-------- Supplied passage

Last-- and this is kinda separate-- I felt surprised reading your post, given you said in the 2nd paragraph you're a libertarian and a transhumanist.
I wouldn't expect someone who identifies with either of those labels to endorse some of the things you said, including about voluntary amputation (implied) of a trans person's gonads being tragic in almost all contexts. Can you help me understand that? Am I miscalibrated about what libertarian/transhumanist means?
My assumption was that a LW libertarian would basically say it's fine for people to do whatever they want, and if it affects fertility, well, there is an equilibrium process at work, and eventually changing allele frequencies will right the ship.
The attitudes of (3) had a negative effect on me personally (I'm trans). So (2) and (3) make we want to post criticisms, but I also feel a lot of warmth and compassion towards the author (i hope that comes through and i REALLY hope this doesn't sound patronizing), and I don't want to hurt her. So I feel pretty torn.
Mainly I just want to say that this post underrates medical theories of transness. I'm deeply into this, and I think the frontier here is significantly further along than most people realize. But the political situation is so bad, it's not safe to share our knowledge openly.
I would bet with 80% confidence that current knowledge (iykyk) is already enough to develop a genomic screen for gender dysphoria with enough significance to be medically useful.
rationalist social circle? To me, that is pretty unusual behavior. I read it as if you meant to point out a general phenomenon perpetrated by specific trans women online that the reader might know about.
I know a lot of trans women online and off and I've honestly never seen this behavior, except in spaces like 4chan, where it's piled under at least 4 layers of self-hate, irony, and sadism. One of the "gender ideology" (i.e. mainstream trans) platitudes you hear over and over again is that gender identity ≠ gendered behavior ≠ sex and people should only transition if they want to, to better match their gender identity. The whole point is that acting masculine doesn't disqualify you from being a woman, nor does acting feminine make you one (whether you agree with that or not).
Pressuring an effeminate boy into transitioning if he doesn't experience gender dysphoria is immoral. If you or anyone else reading this comment has examples of people doing this online, please link them in reply to this comment, I would be interested to see how this is happening.
certain trans women's rather insistent attempt to normalize the idea of effeminate boys transitioning for social acceptance
sincere question, do you have a source for this?
I don't know of any good studies on this, but from reading lots of anecdotes on reddit, yeah, some trans people do have quite atypical reactions to starting HRT. Unfortunately these can sometimes be negative changes to energy and mood, though 'no change' or 'positive change' is more common. Among those who have negative changes, some stay on HRT anyway because the psychological benefits from the physical changes (less dysphoria) are more significant than the negative energy/mood impacts.
ok based. yes, this is why we need to accept people who just want to change their pronouns. I don't personally understand with why someone would want to join the trans community if they're not dysphoric, but these people clearly exist.
Trying to exclude them from the trans community for not medically transitioning probably increases the likelihood that they do, simply as a means to gain entry. Nor should we push anyone to go on HRT after they've joined the community. HRT is the single best thing I've ever done for myself but I try not to project that onto others.

----------------

Your goal: Can you copy the stretch of the forum comments from "I wouldn't expect" through "feel pretty torn.", word for word?

-------- Information given

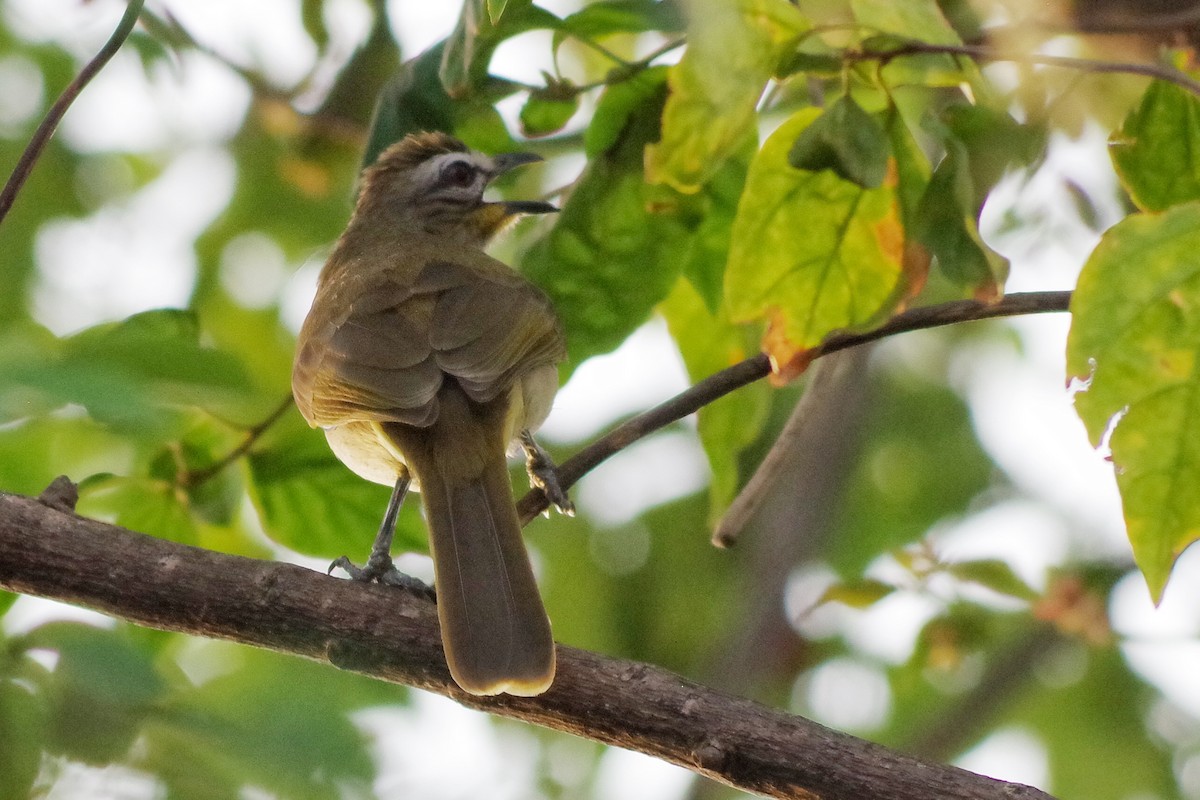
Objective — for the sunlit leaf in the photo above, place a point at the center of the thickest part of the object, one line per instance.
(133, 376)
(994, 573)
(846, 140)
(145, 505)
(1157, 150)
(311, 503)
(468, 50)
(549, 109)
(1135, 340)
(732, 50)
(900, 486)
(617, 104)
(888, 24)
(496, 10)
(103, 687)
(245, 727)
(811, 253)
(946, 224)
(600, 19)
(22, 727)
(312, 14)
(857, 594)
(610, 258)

----------------

Written reply:
I wouldn't expect someone who identifies with either of those labels to endorse some of the things you said, including about voluntary amputation (implied) of a trans person's gonads being tragic in almost all contexts. Can you help me understand that? Am I miscalibrated about what libertarian/transhumanist means?
My assumption was that a LW libertarian would basically say it's fine for people to do whatever they want, and if it affects fertility, well, there is an equilibrium process at work, and eventually changing allele frequencies will right the ship.
The attitudes of (3) had a negative effect on me personally (I'm trans). So (2) and (3) make we want to post criticisms, but I also feel a lot of warmth and compassion towards the author (i hope that comes through and i REALLY hope this doesn't sound patronizing), and I don't want to hurt her. So I feel pretty torn.